### GOAL OF THE EXERCISE
Turn every line of the rows below into a numbered list. Skip any blank lines and leave out the pictures.

### MATERIAL

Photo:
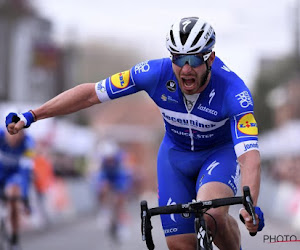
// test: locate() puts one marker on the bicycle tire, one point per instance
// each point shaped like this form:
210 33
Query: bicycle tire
4 239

### FULL OUTPUT
1. Photo:
2. // test: locate() puts one marker on the bicycle tire, one point per instance
3. // each point shaped like this form:
4. 210 33
5. Query: bicycle tire
6. 4 239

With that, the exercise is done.